» **Task objective**
In this exercise, reproduce all the entries that follow exactly.

» **Records for the exercise**
□ □ □ □
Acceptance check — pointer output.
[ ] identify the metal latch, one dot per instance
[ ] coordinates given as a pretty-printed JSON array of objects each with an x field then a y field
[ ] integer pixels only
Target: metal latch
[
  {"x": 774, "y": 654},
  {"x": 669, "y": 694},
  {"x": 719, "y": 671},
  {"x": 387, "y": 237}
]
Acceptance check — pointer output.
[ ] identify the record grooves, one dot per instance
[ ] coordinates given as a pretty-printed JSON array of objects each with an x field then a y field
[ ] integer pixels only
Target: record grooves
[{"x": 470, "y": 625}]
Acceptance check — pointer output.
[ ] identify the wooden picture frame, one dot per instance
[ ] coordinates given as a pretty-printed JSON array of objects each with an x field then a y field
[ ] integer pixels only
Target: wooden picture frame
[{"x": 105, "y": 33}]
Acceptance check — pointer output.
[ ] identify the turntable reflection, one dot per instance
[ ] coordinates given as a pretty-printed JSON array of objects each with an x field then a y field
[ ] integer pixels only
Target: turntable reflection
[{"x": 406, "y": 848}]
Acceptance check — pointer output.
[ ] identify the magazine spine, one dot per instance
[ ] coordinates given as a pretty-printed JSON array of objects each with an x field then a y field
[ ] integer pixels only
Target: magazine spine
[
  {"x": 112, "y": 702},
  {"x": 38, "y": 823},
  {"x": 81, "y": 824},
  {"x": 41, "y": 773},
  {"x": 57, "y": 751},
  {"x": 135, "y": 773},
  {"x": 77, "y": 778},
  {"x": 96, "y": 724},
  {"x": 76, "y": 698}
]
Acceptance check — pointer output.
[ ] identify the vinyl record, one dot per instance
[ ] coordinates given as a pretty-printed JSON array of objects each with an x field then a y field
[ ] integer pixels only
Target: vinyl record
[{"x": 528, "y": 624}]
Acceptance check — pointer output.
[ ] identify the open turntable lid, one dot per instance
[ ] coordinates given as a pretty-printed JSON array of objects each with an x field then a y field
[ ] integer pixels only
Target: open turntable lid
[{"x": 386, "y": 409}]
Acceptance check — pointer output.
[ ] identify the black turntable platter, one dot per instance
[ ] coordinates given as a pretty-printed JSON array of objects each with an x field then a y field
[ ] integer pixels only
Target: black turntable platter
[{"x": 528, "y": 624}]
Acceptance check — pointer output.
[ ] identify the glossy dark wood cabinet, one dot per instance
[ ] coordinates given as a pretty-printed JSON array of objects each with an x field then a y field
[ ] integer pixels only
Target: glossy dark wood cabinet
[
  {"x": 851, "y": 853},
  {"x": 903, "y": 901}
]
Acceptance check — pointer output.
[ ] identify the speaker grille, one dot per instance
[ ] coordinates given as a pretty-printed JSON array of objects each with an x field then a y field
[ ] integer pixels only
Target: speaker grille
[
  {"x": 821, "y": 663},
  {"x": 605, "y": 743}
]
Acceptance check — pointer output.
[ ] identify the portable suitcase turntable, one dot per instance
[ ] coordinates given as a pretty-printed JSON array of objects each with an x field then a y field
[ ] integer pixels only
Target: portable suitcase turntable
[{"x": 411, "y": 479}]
□ □ □ □
» **Answer to this problem**
Acceptance check — pointer output.
[ ] identify the metal latch, one dot per instance
[ ] coordinates given as a pretty-printed JSON array of objects each with an x field then a y field
[ ] integer pixels only
Target: metal latch
[
  {"x": 774, "y": 654},
  {"x": 669, "y": 694},
  {"x": 719, "y": 671},
  {"x": 387, "y": 237}
]
Acceptance check — pointer output.
[ ] identify the record grooves, one dot per instance
[ ] coordinates given as a pretty-printed JSON array of objects each with an x field then a y field
[ ] integer pixels only
Target: record grooves
[{"x": 470, "y": 625}]
Acceptance check — pointer output.
[ ] identify the wooden picture frame, one dot per instance
[ ] coordinates given as a pretty-printed JSON array of objects each with an x field then a y field
[ ] integer pixels only
Target: wooden picture frame
[{"x": 105, "y": 33}]
Acceptance check — pointer output.
[ ] identify the turntable reflection, one dot per instance
[ ] coordinates given as a pretty-printed JSON array of objects each with an x field then a y field
[ ] integer pixels only
Target: turntable reflection
[{"x": 406, "y": 848}]
Acceptance check — pointer output.
[ ] identify the magazine spine, one dot per instance
[ ] coordinates given as a pretty-printed JSON array of objects each with an x field then a y field
[ ] integer pixels only
Target: magazine spine
[
  {"x": 112, "y": 702},
  {"x": 38, "y": 823},
  {"x": 81, "y": 824},
  {"x": 41, "y": 773},
  {"x": 57, "y": 751},
  {"x": 135, "y": 773},
  {"x": 77, "y": 778},
  {"x": 96, "y": 724},
  {"x": 76, "y": 698}
]
Acceptance check — pointer output.
[ ] identify the vinyl record, one dot per instance
[ ] coordinates given as a pretty-printed JSON array of objects each with an x field then a y field
[ ] integer pixels only
Target: vinyl record
[{"x": 528, "y": 624}]
Acceptance check — pointer output.
[ ] identify the open turntable lid, one dot per instance
[ ] coordinates given as a pretty-printed JSON array of objects each with an x field then a y field
[ ] integer pixels only
Target: open turntable lid
[{"x": 386, "y": 409}]
Acceptance check — pointer output.
[ ] identify the black turntable platter, one dot per instance
[ ] coordinates given as a pretty-printed JSON array of objects each with an x field then a y field
[ ] integer pixels only
Target: black turntable platter
[{"x": 528, "y": 624}]
Acceptance check — pointer output.
[ ] identify the glossy dark wood cabinet, one dot per instance
[ ] coordinates given as a pretty-printed JSON array of objects each with an x field then a y field
[ ] integer pixels only
Target: glossy dark wood cabinet
[
  {"x": 851, "y": 853},
  {"x": 903, "y": 901}
]
Acceptance check — pointer output.
[ ] identify the speaker grille, one dot per instance
[ ] coordinates given as a pretty-printed JSON array of objects each with an x field then a y field
[ ] integer pixels only
Target: speaker grille
[
  {"x": 821, "y": 663},
  {"x": 605, "y": 743}
]
Acceptance check — pointer output.
[ ] identify the portable suitcase turntable, one dot per instance
[ ] coordinates given as a pretty-printed JSON array of objects each with an x field then a y field
[ ] integer pixels only
Target: portable suitcase turntable
[{"x": 411, "y": 479}]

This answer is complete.